Records drawn from a dataset
*** Block opens ***

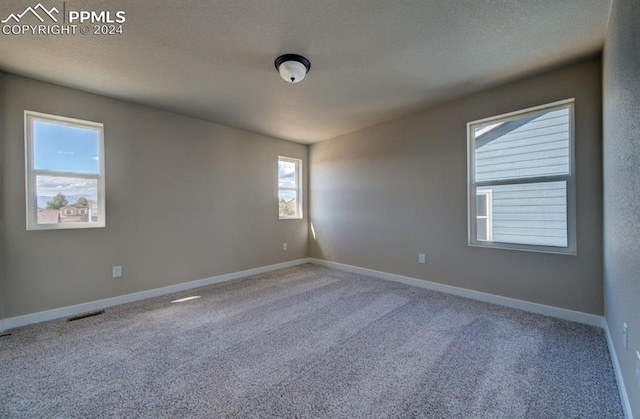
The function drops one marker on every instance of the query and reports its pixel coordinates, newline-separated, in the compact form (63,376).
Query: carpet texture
(308,342)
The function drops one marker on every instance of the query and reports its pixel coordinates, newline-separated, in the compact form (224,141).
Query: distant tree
(57,201)
(286,209)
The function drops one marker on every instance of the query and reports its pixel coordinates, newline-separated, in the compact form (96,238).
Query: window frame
(31,173)
(488,193)
(569,178)
(297,189)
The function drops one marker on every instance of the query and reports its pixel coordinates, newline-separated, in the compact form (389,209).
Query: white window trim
(489,217)
(297,188)
(31,173)
(472,185)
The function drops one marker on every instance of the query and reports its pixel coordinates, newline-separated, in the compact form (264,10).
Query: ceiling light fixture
(292,67)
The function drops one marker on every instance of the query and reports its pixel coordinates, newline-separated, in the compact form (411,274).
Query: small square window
(64,172)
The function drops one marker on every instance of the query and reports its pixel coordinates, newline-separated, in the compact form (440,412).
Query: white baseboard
(561,313)
(626,405)
(13,322)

*** Block closes ***

**Goal of the exercise**.
Leaving the pictures out, reproduce the entries above exactly.

**Output of the exercise**.
The function drops one marker on every instance of the query and reports its pixel coordinates, newline-separated, in the compact form (63,376).
Query: carpet texture
(308,342)
The function drops one marker on every instance of the query and reports its pixel coordinates, newline-separated, in the compact form (224,141).
Query: distant tree
(57,201)
(286,209)
The function drops one marker on every instance of the query and reports its pixel coordinates, newline-separated, in the compact form (96,238).
Query: window frame
(31,173)
(488,193)
(569,178)
(297,189)
The function drops one marker on every instance of the query and reports its pixel coordinates, newline-separated, in the compact form (389,209).
Query: white window trim
(489,217)
(297,188)
(31,173)
(472,185)
The function drops one marker on every instance of the query and reports its pixel coordinates, newline-separated, in the compact form (264,10).
Query: ceiling light fixture
(292,67)
The function drops one marker on every instance of the query and reports its pixel coordinates, newline-separated, in the compact form (411,274).
Query: small square window
(64,172)
The function drops one marker on every instance of the query and reports its pixel coordinates, newline-separated, in the compact form (440,412).
Query: white baseboard
(561,313)
(626,405)
(13,322)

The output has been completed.